## Your objective
Please return every line of the records below that holds the word "photograph".

## Excerpted data

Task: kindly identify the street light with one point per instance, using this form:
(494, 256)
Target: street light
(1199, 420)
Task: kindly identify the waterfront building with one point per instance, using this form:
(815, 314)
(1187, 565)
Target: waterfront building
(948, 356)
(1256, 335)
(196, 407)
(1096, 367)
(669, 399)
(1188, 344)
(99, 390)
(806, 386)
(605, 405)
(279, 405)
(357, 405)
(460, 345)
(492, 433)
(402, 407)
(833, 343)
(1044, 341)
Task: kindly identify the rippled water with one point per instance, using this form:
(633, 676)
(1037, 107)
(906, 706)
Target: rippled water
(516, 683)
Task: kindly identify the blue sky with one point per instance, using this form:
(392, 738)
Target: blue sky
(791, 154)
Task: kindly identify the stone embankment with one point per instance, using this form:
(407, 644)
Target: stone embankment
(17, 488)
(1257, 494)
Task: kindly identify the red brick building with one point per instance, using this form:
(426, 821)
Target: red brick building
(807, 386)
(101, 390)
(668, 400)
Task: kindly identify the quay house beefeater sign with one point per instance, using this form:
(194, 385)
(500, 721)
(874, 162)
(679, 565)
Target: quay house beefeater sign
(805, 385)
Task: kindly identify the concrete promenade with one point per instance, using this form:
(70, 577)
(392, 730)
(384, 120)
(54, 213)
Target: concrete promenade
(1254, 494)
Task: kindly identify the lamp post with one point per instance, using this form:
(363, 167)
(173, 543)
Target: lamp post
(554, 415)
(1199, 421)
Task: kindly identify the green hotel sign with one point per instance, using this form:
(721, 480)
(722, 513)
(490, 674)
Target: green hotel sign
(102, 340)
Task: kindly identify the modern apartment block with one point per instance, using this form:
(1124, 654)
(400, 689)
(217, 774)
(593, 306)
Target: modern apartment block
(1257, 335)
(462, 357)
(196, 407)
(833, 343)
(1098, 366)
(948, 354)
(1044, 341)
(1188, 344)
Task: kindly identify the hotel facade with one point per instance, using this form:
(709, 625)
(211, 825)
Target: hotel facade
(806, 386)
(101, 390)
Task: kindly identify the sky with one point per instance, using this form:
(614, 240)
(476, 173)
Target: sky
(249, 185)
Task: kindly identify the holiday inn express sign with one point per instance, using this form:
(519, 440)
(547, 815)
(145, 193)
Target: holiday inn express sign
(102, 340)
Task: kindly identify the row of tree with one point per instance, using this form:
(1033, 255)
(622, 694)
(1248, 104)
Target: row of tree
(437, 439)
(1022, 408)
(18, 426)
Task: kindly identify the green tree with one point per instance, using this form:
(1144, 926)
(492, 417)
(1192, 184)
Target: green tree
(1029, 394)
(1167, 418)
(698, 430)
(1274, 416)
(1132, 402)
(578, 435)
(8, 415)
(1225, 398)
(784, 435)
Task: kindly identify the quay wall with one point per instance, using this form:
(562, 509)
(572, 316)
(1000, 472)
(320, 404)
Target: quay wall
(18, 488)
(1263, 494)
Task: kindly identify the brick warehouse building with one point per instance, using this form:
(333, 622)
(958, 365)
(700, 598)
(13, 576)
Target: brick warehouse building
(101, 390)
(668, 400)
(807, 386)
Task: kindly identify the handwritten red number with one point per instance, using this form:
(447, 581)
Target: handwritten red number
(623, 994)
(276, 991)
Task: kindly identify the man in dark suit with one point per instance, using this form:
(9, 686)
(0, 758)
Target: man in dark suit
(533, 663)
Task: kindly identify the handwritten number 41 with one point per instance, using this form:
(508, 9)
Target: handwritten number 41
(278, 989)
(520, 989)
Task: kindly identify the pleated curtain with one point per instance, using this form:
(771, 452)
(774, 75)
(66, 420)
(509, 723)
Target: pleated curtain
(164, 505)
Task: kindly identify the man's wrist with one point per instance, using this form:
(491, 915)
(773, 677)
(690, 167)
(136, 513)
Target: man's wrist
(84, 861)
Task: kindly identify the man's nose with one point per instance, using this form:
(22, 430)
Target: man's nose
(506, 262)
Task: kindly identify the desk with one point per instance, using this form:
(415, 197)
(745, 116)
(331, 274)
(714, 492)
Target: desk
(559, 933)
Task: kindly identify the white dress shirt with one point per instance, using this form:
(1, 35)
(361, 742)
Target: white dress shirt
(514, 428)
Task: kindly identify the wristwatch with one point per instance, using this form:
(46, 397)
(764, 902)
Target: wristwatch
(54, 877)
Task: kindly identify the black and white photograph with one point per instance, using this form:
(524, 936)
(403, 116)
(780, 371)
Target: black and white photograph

## Exercise result
Task: kindly identify the black and white photograph with one point per instance, using this form:
Target: black and white photograph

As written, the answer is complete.